PAGE EXCERPT:
>> Begin

Investing in career development, training, compensation and benefits can show that employees are being taken care of. All of these elements can make up a good employer value proposition that improves the company culture, boosts employee morale and builds credibility among customers. This is due to the fact that the employer brand is a reflection of how employees are treated and how these employees, in turn, interact with your customers. It is essentially a cycle that benefits everyone in the end.

What Factors Affect Employer Value Propositions?

The following factors can affect a company’s employer value proposition:

Corporate Culture

The first factor is corporate culture. If a company has a strong, healthy work environment with open communication and collaboration between employees and managers, then it will be much easier for them to attract top talent. In fact, research from the Corporate Executive Board found that workers who were satisfied with their jobs were twice as likely to stay on the job than those who were not.

By showcasing their company culture, employers can give prospective employees an idea of what it would be like to work at their organization. This includes things like how they have fun together after-hours or the types of events that are held within the office environment.

For example, some companies will host social activities where workers get to interact with each other outside of normal business hours. This can include team lunches, company retreats or even summer barbeques where employees get to kick back and relax while they enjoy the great outdoors together.

Other companies invest in creating a corporate culture that helps strengthen their brand identity within the industry. For example, if a business is known for innovation and creativity then they might include this in their EVP.

Job Security and Benefits

Job security and benefits can also affect EVPs. Flexible work schedules, ample vacation time and opportunities for telecommuting are becoming increasingly popular perks among job seekers—especially in the tech industry where many companies have adopted a “work from home” policy to expand their talent pool beyond geographical boundaries. In fact, nearly one-third of employees are more likely to stay in their current job if they have the option of working from home. This is especially true for Millennials who tend to value work-life balance over financial compensation or benefits such as retirement plans.

So while some companies may be able to offer a higher salary and benefits as well as additional perks, it can be difficult for them to compete with other employers who prioritize these other intangible elements that make up the company culture.

Work Environment

The work environment is the third factor that can be important for your EVP. This includes everything from office space to noise levels, lighting and even temperature controls. In some cases, employees may be willing to trade a higher salary for better working conditions if they feel it will improve their overall productivity level and well-being at work.

In fact, research from The Workforce Institute shows that the work environment is a top priority for about one-third of employees. In another study from The Workforce Institute, nearly half of all respondents said that they would take an 11% pay cut to improve their office space while more than 70% were willing to relocate if it meant working in a different building or department.

A company that specializes in providing attractive office spaces for employees may be able to attract top talent if they show that they prioritize the safety and well-being of their employees.

How can Smaller Companies Compete?

>> End

REQUEST: Pick up the article on employer value propositions after its last heading and write the next part. You won't need the entries for this.

DATA SUPPLIED:
>> Begin

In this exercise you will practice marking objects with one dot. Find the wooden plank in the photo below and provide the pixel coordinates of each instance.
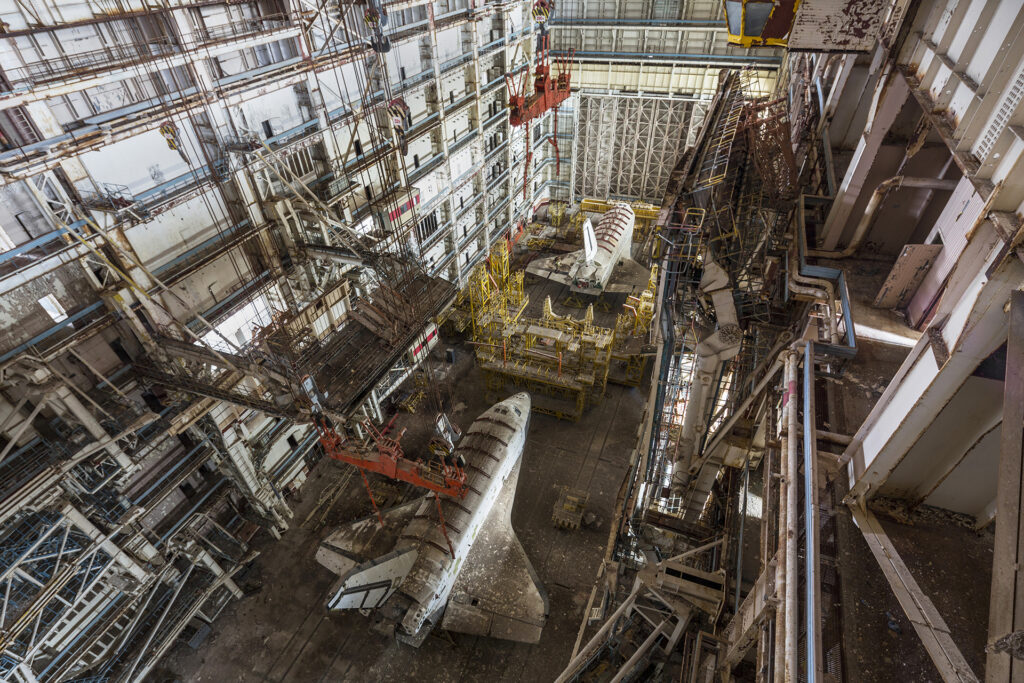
(927, 622)
(907, 272)
(1006, 612)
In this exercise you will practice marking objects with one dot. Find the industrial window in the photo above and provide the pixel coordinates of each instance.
(53, 308)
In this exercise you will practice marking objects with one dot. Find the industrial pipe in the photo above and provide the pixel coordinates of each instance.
(816, 288)
(872, 207)
(793, 469)
(811, 519)
(780, 588)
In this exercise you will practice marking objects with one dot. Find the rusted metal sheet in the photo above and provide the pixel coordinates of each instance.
(838, 26)
(908, 271)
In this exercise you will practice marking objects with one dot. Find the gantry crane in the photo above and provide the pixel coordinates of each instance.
(383, 455)
(550, 90)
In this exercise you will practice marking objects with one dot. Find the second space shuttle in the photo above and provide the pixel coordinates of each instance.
(473, 575)
(605, 263)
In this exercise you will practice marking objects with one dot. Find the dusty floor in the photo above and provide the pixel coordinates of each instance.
(283, 632)
(951, 563)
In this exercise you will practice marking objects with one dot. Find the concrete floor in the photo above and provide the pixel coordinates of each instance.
(950, 562)
(284, 633)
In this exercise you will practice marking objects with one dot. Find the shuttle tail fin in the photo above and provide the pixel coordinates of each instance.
(589, 241)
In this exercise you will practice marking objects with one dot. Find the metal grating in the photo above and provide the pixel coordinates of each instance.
(997, 124)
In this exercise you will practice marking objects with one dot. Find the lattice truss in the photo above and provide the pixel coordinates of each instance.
(627, 146)
(46, 565)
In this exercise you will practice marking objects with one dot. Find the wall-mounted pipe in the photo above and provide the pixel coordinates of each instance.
(872, 207)
(780, 587)
(849, 349)
(793, 472)
(812, 577)
(815, 288)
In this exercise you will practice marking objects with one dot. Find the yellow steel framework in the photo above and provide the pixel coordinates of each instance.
(629, 352)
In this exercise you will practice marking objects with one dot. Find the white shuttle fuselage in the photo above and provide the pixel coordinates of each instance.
(417, 581)
(606, 248)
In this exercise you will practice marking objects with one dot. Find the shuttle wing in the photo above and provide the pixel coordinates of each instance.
(371, 584)
(364, 541)
(553, 267)
(498, 593)
(628, 275)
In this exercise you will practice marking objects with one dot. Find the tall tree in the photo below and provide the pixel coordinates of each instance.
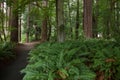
(77, 21)
(28, 24)
(14, 22)
(60, 20)
(87, 21)
(44, 22)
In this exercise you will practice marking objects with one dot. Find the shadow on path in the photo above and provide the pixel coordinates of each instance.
(12, 71)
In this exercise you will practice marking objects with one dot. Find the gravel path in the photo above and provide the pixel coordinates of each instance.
(12, 71)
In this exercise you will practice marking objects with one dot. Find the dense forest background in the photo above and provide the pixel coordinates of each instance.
(79, 39)
(50, 20)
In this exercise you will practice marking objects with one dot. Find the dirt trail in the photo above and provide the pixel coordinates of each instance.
(12, 71)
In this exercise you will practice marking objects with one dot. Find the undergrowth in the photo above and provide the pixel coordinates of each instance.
(74, 60)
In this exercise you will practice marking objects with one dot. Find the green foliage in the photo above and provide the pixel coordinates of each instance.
(6, 50)
(74, 60)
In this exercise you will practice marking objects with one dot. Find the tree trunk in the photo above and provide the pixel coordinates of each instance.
(44, 25)
(14, 24)
(87, 21)
(77, 21)
(28, 24)
(60, 20)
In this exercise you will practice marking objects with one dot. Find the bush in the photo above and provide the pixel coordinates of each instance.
(74, 60)
(57, 61)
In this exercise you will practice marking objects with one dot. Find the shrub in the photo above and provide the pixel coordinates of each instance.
(57, 61)
(6, 50)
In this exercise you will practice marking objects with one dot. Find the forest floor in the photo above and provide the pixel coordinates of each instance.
(12, 70)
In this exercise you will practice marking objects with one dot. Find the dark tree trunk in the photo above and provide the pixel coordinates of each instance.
(14, 26)
(60, 20)
(44, 25)
(77, 21)
(87, 21)
(28, 24)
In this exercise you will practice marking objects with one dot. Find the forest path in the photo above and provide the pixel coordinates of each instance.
(12, 71)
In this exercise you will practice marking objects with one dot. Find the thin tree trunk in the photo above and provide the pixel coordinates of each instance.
(2, 23)
(77, 21)
(14, 24)
(44, 25)
(49, 30)
(28, 24)
(60, 20)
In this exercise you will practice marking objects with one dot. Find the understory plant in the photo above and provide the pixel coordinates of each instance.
(57, 61)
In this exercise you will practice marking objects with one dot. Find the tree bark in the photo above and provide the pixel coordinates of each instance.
(77, 21)
(44, 24)
(87, 21)
(28, 24)
(60, 20)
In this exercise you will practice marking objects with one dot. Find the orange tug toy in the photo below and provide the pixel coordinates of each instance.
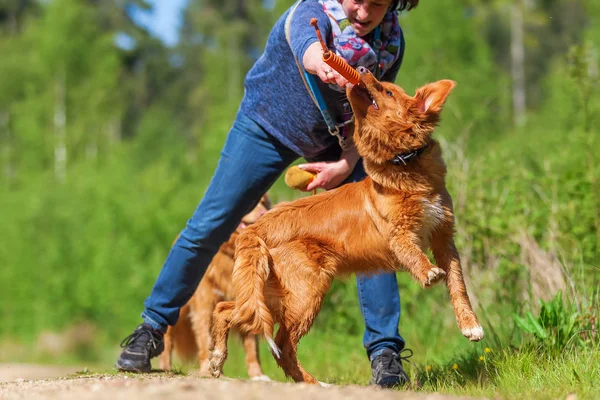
(295, 177)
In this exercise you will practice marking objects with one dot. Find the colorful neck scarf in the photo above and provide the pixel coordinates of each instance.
(356, 50)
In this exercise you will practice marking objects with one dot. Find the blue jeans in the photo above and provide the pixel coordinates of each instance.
(250, 162)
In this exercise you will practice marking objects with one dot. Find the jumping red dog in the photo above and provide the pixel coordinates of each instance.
(286, 261)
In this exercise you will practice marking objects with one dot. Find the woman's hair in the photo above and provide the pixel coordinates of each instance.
(401, 5)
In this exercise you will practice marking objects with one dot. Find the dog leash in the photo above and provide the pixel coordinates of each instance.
(340, 131)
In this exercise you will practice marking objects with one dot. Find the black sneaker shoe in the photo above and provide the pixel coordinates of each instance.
(387, 369)
(138, 348)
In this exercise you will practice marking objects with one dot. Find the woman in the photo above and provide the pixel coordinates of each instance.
(277, 123)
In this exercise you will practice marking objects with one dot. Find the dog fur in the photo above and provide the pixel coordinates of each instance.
(285, 263)
(190, 337)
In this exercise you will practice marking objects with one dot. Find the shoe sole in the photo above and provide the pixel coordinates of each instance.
(132, 369)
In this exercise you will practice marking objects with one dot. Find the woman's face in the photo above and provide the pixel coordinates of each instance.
(365, 15)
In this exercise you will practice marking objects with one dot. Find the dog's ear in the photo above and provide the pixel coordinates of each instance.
(431, 97)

>> End

THE REPLY:
While it is often difficult for small and mid-sized companies to compete with larger firms when it comes to salary and benefits, there are other ways employers can create value propositions that appeal directly to potential employees. For instance, many startups have made their name in Silicon Valley by focusing on perks like casual dress codes and unlimited vacation days. These types of benefits are financially feasible for many younger companies who are still working to establish their brand, and they can help small businesses stand out.

Another example is the rise in popularity of coworking spaces that now allow employees to work remotely from a shared office space. By offering this type of benefit, employers have shown that they value an employee’s desire for flexibility which can make them feel more valued and appreciated.

5 Steps to Create an Employer Value Proposition

When you are creating an EVP, it’s important to focus on benefits that will help improve the quality of life for your employees. From health insurance plans and retirement funds to professional development opportunities, there should be a number of ways that employers can show their commitment to making employees feel valued.

Here are 5 steps you can follow on how to create the employer value proposition that will attract the right talent to your company.

1. Identify Who is Responsible for Employer Value Propositions

While it’s important for the entire company to be engaged in creating value for employees, you should designate someone on your team as a point person for crafting the EVP. This individual will work with human resources and other stakeholders such as management teams and employees, to align both business strategy and employee experience. In a smaller company, it may be the CEO who is responsible for this. In other cases, it may be an HR or marketing executive.

Once this individual has been identified, make sure he or she is able to keep everyone in the loop when it comes to creating the EVP. This can be done by sharing drafts via email, company meetings, or even a dedicated section of your intranet.

2. Identify Your EVP Target Groups

Instead of having one generic statement, you will likely want to create multiple EVPs that are targeted towards certain groups. For this reason, the next step is to start thinking about who your target groups are for creating an EVP. In most cases, you are trying to attract many different kinds of employees based on role, department, geographical area, etc. Job candidates in these different groups may have different priorities when it comes to job search. Therefore, adjusting you EVP while staying true to your core company values can be a good idea for fine-tuning your positioning.

Once you know what target groups are responsible for creating your EVP, it’s time to start identifying how each group’s needs will be addressed.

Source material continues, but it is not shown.